> [Source extract]
(begin)

JingsongLi commented on code in PR #1443:
URL: https://github.com/apache/incubator-paimon/pull/1443#discussion_r1251619016


##########
paimon-core/src/main/java/org/apache/paimon/table/AbstractFileStoreTable.java:
##########
@@ -290,19 +297,151 @@ public void createTag(String tagName, long 
fromSnapshotId) {
                 fromSnapshotId);
 
         Snapshot snapshot = snapshotManager.snapshot(fromSnapshotId);
-        TagManager tagManager = new TagManager(fileIO, path);
-        tagManager.createTag(snapshot, tagName);
+        tagManager().createTag(snapshot, tagName);
     }
 
     @Override
     public void deleteTag(String tagName) {
-        checkArgument(!StringUtils.isBlank(tagName), "Tag name '%s' is 
blank.", tagName);
+        tagManager().deleteTag(tagName, store().newTagDeletion(), 
snapshotManager());
+    }
+
+    @Override
+    public void rollbackTo(String tagName) {
+        TagManager tagManager = tagManager();
+        checkArgument(tagManager.tagExists(tagName), "Rollback tag '%s' 
doesn't exist.", tagName);
 
-        TagManager tagManager = new TagManager(fileIO, path);
         Snapshot taggedSnapshot = tagManager.taggedSnapshot(tagName);
+        cleanLargerThan(taggedSnapshot);
+
+        try {
+            // it is possible that the earliest snapshot is later than the 
rollback tag because of
+            // snapshot expiration, in this case the `cleanLargerThan` method 
will delete all
+            // snapshots, so we should write the tag file to snapshot 
directory and modify the
+            // earliest hint
+            SnapshotManager snapshotManager = snapshotManager();
+            if (!snapshotManager.snapshotExists(taggedSnapshot.id())) {
+                fileIO.writeFileUtf8(
+                        snapshotManager().snapshotPath(taggedSnapshot.id()),
+                        fileIO.readFileUtf8(tagManager.tagPath(tagName)));
+                snapshotManager.commitEarliestHint(taggedSnapshot.id());
+            }
+        } catch (IOException e) {
+            throw new UncheckedIOException(e);
+        }
+    }
+
+    /**
+     * Clean snapshots and tags whose id is larger than given snapshot's in 
the reverse direction.

(end)

> [Things to do]
(A) In the Paimon code review, why does rollbackTo write the tag file into the snapshot directory and update the earliest hint when the tagged snapshot is missing? Answer in one to three sentences.
(B) Answer these questions from the Paimon code review, one line each:
(i) What is the pull request number?
(ii) What message does the check in rollbackTo give if the tag is missing?
(iii) What does the code throw when it catches an IOException?
(C) Write the next part of the Paimon code review, continuing after its last line.
The records have nothing to do with the Paimon code review.

> [Information shown]
(begin)

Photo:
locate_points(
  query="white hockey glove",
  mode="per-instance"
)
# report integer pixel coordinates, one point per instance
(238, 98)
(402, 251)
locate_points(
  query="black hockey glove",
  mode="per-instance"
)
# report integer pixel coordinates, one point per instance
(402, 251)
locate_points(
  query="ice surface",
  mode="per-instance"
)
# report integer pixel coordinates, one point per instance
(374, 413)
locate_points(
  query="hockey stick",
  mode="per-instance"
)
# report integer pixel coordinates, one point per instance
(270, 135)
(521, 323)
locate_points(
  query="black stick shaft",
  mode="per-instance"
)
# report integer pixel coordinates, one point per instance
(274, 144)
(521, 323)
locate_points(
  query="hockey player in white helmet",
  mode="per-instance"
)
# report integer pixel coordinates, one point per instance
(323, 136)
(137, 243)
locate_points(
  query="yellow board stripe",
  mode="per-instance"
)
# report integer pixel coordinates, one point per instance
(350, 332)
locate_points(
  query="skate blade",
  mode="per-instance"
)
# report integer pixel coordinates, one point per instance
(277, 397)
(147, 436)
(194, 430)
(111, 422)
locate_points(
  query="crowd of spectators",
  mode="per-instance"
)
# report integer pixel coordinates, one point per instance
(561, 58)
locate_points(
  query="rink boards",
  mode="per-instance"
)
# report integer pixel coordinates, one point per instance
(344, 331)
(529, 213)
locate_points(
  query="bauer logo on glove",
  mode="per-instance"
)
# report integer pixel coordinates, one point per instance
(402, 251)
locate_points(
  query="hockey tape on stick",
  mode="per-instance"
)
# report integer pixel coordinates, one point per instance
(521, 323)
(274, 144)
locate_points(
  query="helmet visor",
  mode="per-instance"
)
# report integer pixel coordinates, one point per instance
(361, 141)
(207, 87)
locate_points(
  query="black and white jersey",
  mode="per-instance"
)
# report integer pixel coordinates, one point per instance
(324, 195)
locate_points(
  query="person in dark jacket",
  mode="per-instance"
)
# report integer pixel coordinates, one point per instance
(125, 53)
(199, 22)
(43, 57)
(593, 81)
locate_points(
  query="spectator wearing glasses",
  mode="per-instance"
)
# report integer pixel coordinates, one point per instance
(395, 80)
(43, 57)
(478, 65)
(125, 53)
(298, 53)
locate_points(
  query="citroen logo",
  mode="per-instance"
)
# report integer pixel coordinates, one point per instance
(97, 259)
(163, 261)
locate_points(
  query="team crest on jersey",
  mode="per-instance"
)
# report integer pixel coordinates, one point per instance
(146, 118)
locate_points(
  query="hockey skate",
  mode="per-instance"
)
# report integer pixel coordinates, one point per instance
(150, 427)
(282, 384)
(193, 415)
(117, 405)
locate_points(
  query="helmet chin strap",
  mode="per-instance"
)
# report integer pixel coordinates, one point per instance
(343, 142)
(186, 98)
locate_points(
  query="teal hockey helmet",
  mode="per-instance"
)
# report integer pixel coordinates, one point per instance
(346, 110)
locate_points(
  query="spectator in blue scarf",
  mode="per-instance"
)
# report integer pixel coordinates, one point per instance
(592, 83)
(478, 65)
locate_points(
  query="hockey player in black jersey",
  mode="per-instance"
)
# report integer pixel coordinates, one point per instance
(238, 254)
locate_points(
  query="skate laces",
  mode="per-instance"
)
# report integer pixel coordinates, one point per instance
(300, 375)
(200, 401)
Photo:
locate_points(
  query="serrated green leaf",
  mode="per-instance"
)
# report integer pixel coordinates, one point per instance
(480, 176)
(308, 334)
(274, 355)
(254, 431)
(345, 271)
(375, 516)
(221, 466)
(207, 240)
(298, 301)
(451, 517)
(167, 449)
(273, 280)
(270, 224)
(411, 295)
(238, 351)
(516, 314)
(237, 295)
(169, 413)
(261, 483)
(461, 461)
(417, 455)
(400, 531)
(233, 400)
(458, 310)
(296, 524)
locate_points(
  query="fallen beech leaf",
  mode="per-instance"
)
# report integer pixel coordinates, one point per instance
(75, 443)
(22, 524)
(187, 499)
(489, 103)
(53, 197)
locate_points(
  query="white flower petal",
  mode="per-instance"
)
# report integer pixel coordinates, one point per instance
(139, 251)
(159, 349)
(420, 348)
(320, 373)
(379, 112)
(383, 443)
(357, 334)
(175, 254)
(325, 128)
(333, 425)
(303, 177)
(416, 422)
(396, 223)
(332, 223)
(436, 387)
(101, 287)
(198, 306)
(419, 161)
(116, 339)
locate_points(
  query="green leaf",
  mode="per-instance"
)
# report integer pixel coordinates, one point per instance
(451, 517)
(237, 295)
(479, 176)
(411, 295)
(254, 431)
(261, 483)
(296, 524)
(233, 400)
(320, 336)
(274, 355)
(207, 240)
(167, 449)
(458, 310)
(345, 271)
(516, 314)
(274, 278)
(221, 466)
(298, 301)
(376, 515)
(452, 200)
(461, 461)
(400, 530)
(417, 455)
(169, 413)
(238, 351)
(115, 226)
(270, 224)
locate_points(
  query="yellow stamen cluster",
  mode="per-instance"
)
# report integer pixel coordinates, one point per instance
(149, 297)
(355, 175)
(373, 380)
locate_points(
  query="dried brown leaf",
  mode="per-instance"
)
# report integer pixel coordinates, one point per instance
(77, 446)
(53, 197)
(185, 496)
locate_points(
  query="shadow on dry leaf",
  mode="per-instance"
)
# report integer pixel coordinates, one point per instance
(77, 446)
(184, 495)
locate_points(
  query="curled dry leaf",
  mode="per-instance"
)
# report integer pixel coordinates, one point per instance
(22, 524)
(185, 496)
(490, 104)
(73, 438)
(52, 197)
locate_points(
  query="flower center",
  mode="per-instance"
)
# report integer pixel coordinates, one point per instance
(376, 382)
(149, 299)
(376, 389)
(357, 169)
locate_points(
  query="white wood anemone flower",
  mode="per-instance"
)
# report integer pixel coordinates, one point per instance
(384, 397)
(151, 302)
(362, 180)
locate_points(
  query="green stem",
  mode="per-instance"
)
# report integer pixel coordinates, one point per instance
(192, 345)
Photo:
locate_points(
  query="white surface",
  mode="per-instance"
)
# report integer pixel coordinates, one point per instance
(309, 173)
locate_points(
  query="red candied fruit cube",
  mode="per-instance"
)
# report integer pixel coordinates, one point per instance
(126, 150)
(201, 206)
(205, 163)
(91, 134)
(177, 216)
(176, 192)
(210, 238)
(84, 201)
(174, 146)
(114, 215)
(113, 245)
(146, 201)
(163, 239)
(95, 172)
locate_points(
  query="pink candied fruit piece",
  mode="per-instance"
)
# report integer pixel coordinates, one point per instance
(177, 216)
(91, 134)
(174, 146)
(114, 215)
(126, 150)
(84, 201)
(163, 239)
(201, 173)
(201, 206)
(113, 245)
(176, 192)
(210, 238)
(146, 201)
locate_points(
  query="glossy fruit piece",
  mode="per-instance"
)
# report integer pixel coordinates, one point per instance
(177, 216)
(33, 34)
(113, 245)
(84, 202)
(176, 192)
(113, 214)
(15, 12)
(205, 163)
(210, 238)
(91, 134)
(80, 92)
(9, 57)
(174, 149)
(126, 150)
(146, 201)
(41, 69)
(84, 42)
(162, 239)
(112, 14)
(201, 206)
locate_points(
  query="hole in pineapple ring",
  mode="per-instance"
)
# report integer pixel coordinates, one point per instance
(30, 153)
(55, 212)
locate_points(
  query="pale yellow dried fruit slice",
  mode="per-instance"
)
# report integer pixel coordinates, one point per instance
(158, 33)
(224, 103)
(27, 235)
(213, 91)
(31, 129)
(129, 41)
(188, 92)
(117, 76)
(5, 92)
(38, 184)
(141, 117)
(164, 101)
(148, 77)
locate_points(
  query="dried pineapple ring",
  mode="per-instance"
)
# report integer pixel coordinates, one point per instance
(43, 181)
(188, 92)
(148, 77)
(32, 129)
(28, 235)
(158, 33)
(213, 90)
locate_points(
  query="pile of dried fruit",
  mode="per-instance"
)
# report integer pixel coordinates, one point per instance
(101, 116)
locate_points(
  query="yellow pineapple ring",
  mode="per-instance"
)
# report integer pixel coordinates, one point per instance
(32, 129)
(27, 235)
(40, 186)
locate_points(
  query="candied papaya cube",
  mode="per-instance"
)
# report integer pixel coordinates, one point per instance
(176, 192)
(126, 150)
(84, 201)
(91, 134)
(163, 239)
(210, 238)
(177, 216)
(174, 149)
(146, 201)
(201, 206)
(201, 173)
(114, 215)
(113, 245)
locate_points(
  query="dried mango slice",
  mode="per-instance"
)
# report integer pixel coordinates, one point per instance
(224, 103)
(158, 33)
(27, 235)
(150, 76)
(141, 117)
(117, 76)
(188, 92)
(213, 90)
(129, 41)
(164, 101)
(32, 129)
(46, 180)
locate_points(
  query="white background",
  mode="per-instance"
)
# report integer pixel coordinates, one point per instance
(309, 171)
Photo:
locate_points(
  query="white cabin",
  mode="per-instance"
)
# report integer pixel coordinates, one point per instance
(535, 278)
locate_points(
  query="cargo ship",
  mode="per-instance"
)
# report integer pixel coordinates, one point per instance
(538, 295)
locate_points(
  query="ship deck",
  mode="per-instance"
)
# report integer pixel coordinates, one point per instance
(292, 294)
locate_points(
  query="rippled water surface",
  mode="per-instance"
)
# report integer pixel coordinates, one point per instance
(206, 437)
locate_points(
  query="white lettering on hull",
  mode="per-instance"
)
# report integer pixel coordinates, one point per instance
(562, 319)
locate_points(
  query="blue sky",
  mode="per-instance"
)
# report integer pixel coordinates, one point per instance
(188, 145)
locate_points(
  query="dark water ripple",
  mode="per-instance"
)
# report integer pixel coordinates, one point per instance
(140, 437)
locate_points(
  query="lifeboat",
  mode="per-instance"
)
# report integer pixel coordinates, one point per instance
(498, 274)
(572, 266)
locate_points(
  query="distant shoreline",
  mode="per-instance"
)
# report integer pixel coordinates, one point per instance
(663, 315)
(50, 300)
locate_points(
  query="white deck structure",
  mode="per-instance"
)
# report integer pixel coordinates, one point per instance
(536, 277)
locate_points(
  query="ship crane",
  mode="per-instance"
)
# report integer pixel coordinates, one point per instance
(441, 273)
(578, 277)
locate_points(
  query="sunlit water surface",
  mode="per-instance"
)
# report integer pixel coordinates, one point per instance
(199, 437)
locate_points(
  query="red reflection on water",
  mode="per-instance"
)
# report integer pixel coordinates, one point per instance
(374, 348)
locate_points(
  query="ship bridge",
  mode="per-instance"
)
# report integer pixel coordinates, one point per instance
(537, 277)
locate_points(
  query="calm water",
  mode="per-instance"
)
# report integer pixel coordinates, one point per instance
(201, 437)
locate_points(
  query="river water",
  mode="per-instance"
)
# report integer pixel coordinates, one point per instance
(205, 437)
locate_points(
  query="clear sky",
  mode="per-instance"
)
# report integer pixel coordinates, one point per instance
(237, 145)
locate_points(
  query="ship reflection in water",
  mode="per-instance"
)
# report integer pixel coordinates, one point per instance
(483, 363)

(end)

> [Answers for the tasks]
(A) Because of snapshot expiration, the earliest snapshot can be later than the rollback tag, and then `cleanLargerThan` deletes all snapshots. The tag file is written to the snapshot directory and the earliest hint is updated so the tagged snapshot exists again after the cleanup.

(B)
(i) #1443
(ii) "Rollback tag '%s' doesn't exist."
(iii) An UncheckedIOException wrapping the IOException.

(C)
+     *
+     * <p>Snapshots are cleaned first because it is easier to collect their 
deletion skipping set.
+     */
+    private void cleanLargerThan(Snapshot snapshot) {

Review Comment:
   Create a separate class to contain `cleanLargerThan` method. For example, a 
`RollbackHelper` class.



##########
paimon-core/src/main/java/org/apache/paimon/operation/SnapshotDeletion.java:
##########
@@ -224,46 +92,53 @@ void doDeleteExpiredDataFiles(
                 (path, pair) -> {
                     ManifestEntry entry = pair.getLeft();
                     // check whether we should skip the data file
-                    if (!dataFileSkipper.test(entry)) {
+                    if (!skipper.test(entry)) {
                         // delete data files
                         fileIO.deleteQuietly(path);
                         pair.getRight().forEach(fileIO::deleteQuietly);
-                        // record changed buckets
-                        deletionBuckets
-                                .computeIfAbsent(entry.partition(), p -> new 
HashSet<>())
-                                .add(entry.bucket());
+
+                        recordDeletionBuckets(entry);
                     }
                 });
     }
 
-    private Iterable<ManifestEntry> getManifestEntriesFromManifestList(String 
manifestListName) {
-        Queue<String> files =
-                tryReadManifestList(manifestListName).stream()
-                        .map(ManifestFileMeta::fileName)
-                        .collect(Collectors.toCollection(LinkedList::new));
-        return Iterables.concat(
-                (Iterable<Iterable<ManifestEntry>>)
-                        () ->
-                                new Iterator<Iterable<ManifestEntry>>() {
-                                    @Override
-                                    public boolean hasNext() {
-                                        return files.size() > 0;
-                                    }
+    /**
+     * Delete added file in the manifest list files. Added files marked as 
"ADD" in manifests.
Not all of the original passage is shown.